Aux adhérent•e•s à la Sexta au Mexique et dans le monde,
Aux étudiant•e•s de la petite école zapatiste,

Compañeros, compañeroas, compañeras,

Eh bien oui, vraiment, je crois que vous allez avoir comme camarades d’école un peu du meilleur de ce monde.

Mais certainement, puisque vous vous trouverez sur ces terres en résistance, que vous regretterez que ne soient pas là aussi ceux qui ont été, et sont, très importants pour nous, hommes et femmes zapatistes. Ceux qui nous ont toujours accompagnés, qui nous ont guidés et enseigné par leur exemple. Ceux qui, comme beaucoup d’autres dans tous les coins du monde, ne sont pas de l’EZLN. Quelques-uns sont de la Sexta, d’autres du Congrès national indigène, beaucoup plus ont construit leurs propres maisons et, cependant, marchent sur le même chemin que nous. Eux tous, d’une façon ou d’une autre, sont coparticipants à nos réussites, si grandes ou modestes qu’elles soient.

De nos erreurs et nos échecs, qui ne sont ni peu ni petits, c’est nous les seuls responsables.

Parce que peut-être que vous vous demandez qui nous a appris à résister, à lutter, à persévérer, et comment.

Et, surtout, que vous vous demandez pourquoi ne sont pas présents, assis à vos côtés et comme des étudiants parmi les autres, les peuples originaires du Mexique et du monde, en particulier d’Amérique latine.

La réponse est simple : parce que c’est eux qui ont été, et qui sont, nos maîtres.

De sorte que ne seront pas là les premiers des premiers, ceux sur le sang et la douleur de qui s’est bâti le monde moderne : les peuples originaires.

Ils ne seront pas vos condisciples, les peuples indigènes et leurs organisations les plus représentatives.

Nous ne les avons pas invités à la petite école.

[Données d'entrée]
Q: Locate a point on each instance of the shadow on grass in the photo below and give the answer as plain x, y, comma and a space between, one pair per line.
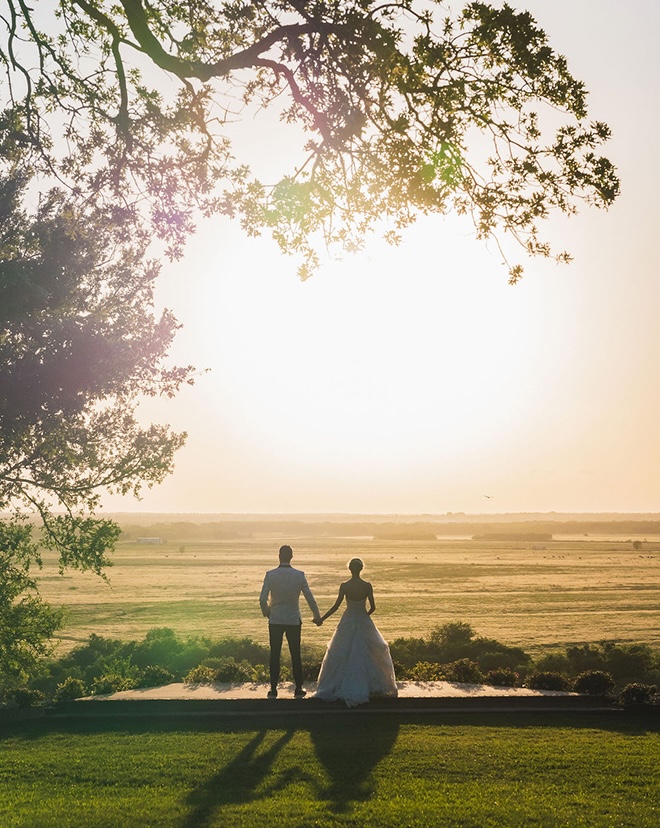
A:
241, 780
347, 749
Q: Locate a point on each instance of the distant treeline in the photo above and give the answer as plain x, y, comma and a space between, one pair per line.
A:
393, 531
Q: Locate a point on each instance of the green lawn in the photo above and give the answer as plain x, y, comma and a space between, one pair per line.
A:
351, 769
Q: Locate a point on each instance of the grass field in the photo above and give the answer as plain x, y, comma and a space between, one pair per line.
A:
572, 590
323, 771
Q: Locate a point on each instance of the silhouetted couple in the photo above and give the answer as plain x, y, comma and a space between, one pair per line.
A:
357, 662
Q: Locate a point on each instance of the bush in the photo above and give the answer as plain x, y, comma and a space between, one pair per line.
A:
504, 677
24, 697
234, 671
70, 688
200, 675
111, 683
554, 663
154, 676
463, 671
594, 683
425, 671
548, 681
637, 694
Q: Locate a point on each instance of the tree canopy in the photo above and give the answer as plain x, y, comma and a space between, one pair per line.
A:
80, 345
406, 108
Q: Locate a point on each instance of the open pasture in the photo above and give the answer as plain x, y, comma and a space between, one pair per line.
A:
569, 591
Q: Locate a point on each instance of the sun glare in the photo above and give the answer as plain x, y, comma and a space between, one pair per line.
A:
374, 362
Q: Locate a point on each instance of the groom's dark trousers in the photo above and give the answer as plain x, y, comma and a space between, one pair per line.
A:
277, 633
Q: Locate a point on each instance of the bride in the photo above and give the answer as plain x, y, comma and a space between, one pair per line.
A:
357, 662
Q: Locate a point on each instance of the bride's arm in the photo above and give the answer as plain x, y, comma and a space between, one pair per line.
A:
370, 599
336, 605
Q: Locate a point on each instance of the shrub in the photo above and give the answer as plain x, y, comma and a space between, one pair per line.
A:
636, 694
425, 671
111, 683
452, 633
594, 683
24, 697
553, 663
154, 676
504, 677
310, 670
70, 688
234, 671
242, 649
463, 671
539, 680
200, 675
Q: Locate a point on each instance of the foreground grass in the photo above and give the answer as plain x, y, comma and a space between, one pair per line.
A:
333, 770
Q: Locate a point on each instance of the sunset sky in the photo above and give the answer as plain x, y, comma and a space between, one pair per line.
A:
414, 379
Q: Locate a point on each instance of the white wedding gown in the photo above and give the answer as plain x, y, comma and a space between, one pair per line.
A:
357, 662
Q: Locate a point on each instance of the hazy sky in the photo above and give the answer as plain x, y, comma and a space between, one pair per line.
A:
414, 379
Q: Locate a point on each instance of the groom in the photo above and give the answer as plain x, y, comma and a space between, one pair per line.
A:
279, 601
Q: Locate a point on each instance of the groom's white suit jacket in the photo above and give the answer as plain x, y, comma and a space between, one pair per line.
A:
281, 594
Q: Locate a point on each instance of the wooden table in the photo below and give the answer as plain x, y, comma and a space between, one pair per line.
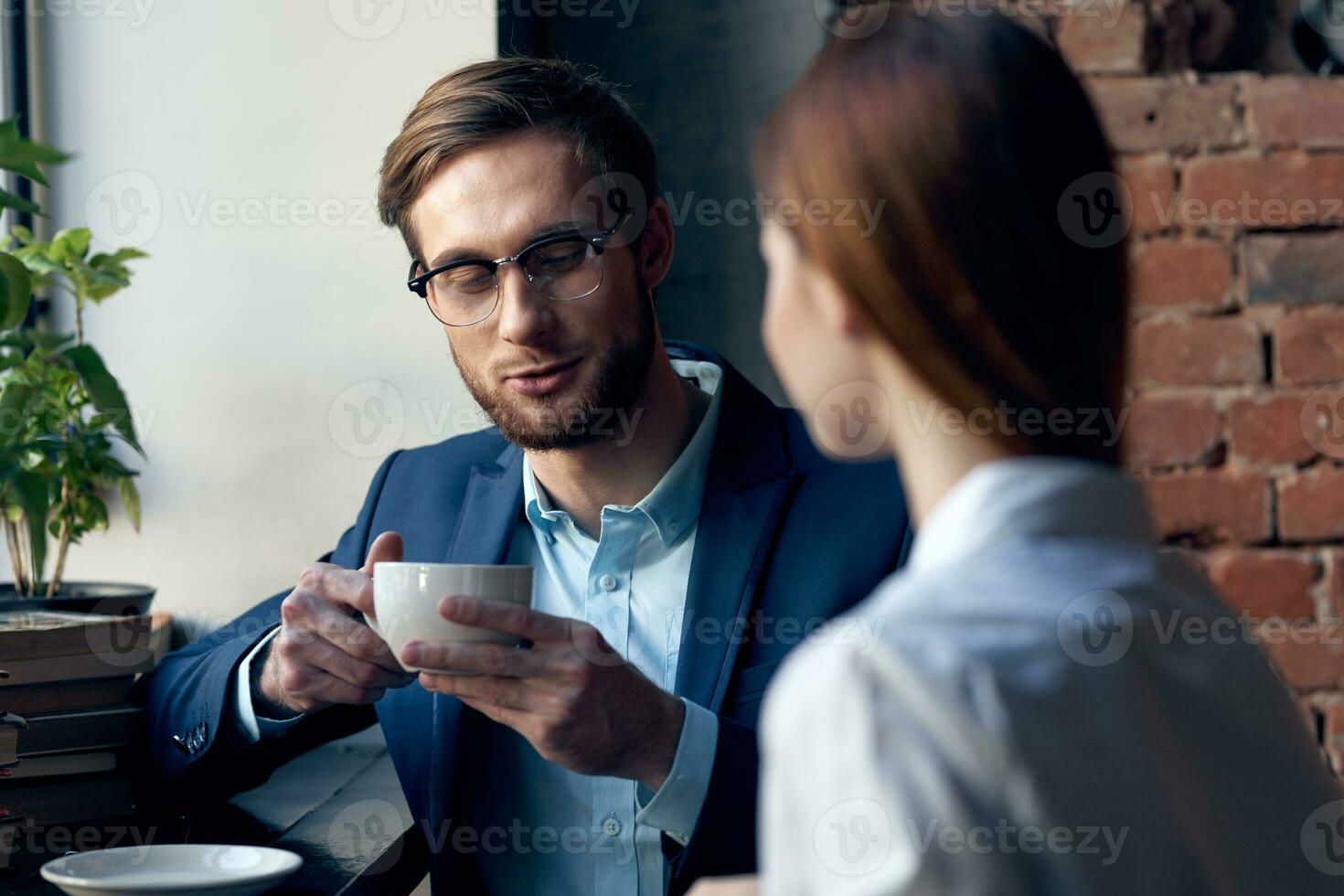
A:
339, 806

...

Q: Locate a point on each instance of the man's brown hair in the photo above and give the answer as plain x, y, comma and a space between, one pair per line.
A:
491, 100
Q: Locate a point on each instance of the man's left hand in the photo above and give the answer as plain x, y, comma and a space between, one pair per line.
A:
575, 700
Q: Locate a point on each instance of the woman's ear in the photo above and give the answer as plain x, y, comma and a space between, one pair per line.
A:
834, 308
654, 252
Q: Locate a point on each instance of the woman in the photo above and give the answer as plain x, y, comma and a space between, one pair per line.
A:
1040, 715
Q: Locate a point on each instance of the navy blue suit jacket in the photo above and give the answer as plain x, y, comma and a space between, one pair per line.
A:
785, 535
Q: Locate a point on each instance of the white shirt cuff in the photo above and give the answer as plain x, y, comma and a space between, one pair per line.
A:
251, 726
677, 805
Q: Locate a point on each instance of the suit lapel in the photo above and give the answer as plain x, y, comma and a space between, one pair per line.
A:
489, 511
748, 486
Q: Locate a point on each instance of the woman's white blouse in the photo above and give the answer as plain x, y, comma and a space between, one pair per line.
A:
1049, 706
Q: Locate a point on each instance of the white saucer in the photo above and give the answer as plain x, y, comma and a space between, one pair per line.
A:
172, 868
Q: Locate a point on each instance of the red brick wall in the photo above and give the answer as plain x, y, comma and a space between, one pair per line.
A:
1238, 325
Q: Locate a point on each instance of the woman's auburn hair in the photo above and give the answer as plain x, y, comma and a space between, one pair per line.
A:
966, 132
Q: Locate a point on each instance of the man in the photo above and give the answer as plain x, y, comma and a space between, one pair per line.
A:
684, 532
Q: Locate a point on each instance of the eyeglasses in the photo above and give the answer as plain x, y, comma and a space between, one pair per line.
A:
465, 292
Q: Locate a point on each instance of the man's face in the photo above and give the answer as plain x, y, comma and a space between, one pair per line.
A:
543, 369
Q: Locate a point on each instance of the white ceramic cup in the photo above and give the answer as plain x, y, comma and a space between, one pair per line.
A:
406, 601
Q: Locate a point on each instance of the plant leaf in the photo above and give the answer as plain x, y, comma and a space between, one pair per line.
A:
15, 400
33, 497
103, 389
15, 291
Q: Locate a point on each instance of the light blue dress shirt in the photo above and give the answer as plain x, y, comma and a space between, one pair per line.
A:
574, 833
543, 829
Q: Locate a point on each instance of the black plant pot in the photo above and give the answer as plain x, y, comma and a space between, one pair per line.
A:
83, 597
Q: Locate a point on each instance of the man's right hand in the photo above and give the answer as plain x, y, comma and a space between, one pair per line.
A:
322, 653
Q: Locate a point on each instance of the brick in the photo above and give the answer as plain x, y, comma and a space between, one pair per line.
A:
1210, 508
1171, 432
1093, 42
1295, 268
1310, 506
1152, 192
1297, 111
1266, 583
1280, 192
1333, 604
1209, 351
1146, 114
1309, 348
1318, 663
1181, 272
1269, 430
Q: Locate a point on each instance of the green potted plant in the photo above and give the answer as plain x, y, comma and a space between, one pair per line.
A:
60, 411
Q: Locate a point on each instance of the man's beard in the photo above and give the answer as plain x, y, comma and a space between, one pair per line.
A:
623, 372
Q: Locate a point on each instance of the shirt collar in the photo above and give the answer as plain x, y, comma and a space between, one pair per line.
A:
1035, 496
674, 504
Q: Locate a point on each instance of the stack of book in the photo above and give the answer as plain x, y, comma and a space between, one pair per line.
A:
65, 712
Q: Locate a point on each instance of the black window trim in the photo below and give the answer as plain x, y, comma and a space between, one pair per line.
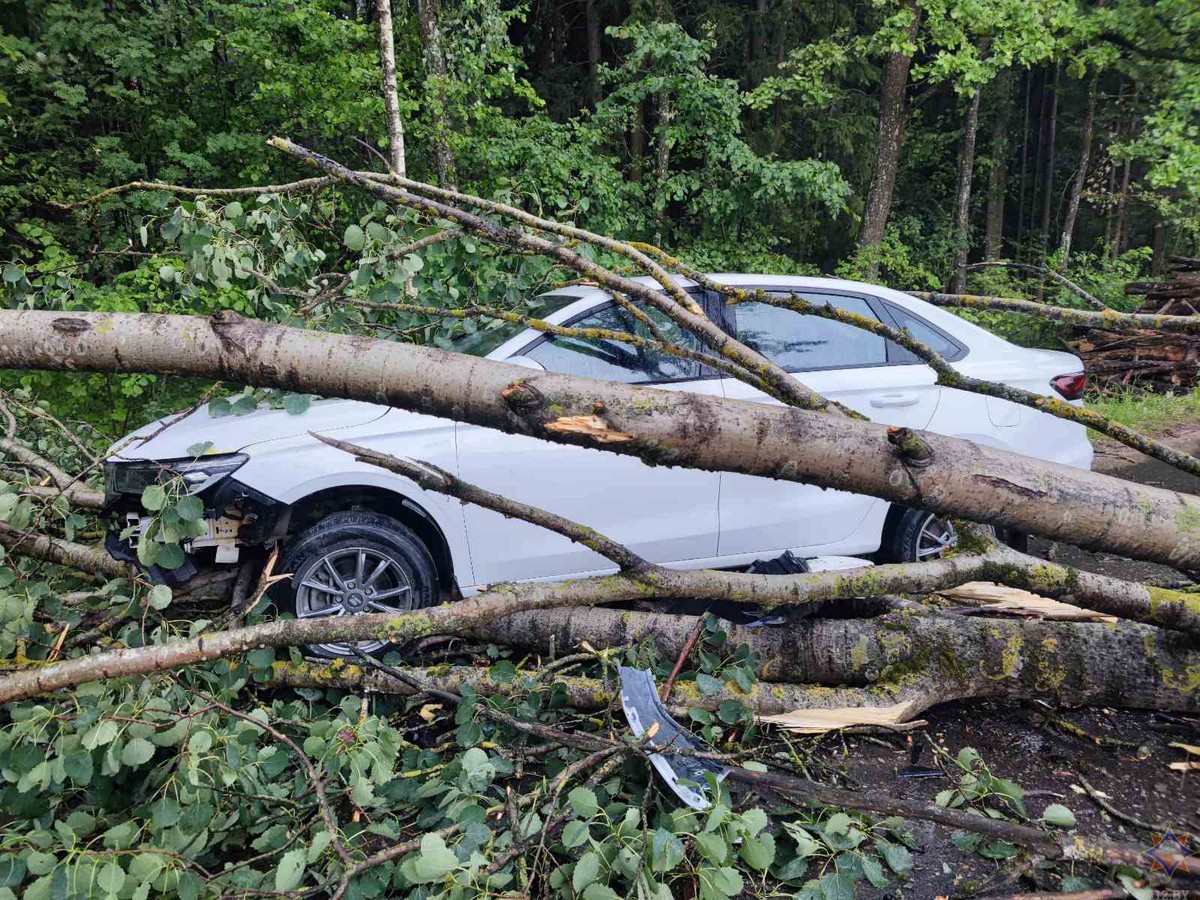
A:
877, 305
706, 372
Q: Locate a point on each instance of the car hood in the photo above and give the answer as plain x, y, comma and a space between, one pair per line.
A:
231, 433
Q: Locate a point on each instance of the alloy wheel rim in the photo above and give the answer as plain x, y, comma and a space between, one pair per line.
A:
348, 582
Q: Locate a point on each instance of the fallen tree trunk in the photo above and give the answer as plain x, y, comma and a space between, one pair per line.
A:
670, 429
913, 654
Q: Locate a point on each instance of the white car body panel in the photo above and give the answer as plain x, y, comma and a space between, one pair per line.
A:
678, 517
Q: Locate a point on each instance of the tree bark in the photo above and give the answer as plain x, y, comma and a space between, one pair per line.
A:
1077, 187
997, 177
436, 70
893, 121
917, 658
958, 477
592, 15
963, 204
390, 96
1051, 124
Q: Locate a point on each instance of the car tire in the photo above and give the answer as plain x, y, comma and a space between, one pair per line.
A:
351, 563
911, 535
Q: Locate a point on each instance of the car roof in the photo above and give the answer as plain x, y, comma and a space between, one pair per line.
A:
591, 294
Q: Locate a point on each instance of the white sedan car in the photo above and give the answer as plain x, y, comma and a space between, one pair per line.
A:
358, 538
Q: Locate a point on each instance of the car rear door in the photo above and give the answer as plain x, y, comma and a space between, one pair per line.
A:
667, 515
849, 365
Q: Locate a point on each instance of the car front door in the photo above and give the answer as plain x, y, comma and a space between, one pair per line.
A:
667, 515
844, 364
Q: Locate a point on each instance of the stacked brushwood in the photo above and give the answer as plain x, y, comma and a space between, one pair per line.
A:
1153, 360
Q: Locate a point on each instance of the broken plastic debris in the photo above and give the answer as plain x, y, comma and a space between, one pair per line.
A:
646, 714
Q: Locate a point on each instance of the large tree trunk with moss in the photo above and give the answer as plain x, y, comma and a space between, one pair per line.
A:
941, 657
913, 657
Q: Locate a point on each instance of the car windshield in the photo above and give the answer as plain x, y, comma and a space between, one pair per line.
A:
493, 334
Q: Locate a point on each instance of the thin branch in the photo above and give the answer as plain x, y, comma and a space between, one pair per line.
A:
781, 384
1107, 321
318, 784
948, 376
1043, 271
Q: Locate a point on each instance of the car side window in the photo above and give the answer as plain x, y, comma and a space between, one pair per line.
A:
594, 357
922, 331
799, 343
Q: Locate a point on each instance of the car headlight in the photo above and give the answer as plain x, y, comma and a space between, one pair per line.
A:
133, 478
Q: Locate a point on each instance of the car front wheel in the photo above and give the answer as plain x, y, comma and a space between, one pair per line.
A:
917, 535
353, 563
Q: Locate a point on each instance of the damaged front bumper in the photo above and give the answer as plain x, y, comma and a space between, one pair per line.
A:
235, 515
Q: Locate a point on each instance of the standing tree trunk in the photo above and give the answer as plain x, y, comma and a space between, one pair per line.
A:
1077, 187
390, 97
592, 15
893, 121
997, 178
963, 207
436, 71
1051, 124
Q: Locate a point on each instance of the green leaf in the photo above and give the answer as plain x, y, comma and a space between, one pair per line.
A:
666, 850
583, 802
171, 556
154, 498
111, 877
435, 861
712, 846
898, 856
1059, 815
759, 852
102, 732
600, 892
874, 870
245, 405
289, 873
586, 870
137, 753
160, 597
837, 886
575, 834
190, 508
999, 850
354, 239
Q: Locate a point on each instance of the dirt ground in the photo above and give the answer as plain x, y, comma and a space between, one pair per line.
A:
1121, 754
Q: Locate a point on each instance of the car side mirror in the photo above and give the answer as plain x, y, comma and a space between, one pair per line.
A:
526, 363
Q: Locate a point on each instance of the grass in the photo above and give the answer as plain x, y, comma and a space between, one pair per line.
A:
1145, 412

...

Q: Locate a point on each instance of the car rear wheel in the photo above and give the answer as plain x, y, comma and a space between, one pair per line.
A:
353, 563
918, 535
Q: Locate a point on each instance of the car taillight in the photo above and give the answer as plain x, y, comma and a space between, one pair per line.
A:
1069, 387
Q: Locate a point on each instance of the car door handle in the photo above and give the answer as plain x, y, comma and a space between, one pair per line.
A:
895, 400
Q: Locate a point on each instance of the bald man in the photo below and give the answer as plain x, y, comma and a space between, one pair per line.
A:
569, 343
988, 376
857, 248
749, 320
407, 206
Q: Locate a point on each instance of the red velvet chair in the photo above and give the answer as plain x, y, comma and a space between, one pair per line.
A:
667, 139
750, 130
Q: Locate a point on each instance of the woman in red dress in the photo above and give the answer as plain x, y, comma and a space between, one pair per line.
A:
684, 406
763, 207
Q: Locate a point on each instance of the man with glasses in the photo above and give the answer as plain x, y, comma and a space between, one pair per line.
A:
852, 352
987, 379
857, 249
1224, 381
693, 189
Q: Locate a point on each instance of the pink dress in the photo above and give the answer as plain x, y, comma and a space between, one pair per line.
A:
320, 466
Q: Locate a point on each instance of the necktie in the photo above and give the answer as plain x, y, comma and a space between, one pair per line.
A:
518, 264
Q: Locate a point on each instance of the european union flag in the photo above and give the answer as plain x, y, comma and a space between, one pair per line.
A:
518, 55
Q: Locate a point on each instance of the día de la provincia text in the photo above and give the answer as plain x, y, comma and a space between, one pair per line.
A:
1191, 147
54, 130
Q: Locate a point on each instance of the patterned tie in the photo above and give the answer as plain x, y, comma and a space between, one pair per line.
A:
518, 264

[Énoncé du problème 1] D'après le texte fourni, les affirmations suivantes sont-elles exactes ? (a) Les zapatistes se déclarent seuls responsables de leurs erreurs et de leurs échecs. (b) Les peuples indigènes ont été invités à la petite école. (c) Tous ceux qui ont accompagné les zapatistes font partie de l'EZLN. Répondez par oui ou par non à chacune, en citant textuellement les mots du texte qui tranchent.
[Énoncé du problème 2] Indiquez combien de lignes des données contiennent la chaîne « side », en respectant la casse. Donnez uniquement le nombre.
Le texte fourni et les lignes ne viennent pas de la même source.

[Réponse attendue 1]
(a) Oui : « De nos erreurs et nos échecs, qui ne sont ni peu ni petits, c’est nous les seuls responsables. »
(b) Non : « Nous ne les avons pas invités à la petite école. »
(c) Non : « Ceux qui, comme beaucoup d’autres dans tous les coins du monde, ne sont pas de l’EZLN. »

[Réponse attendue 2] 2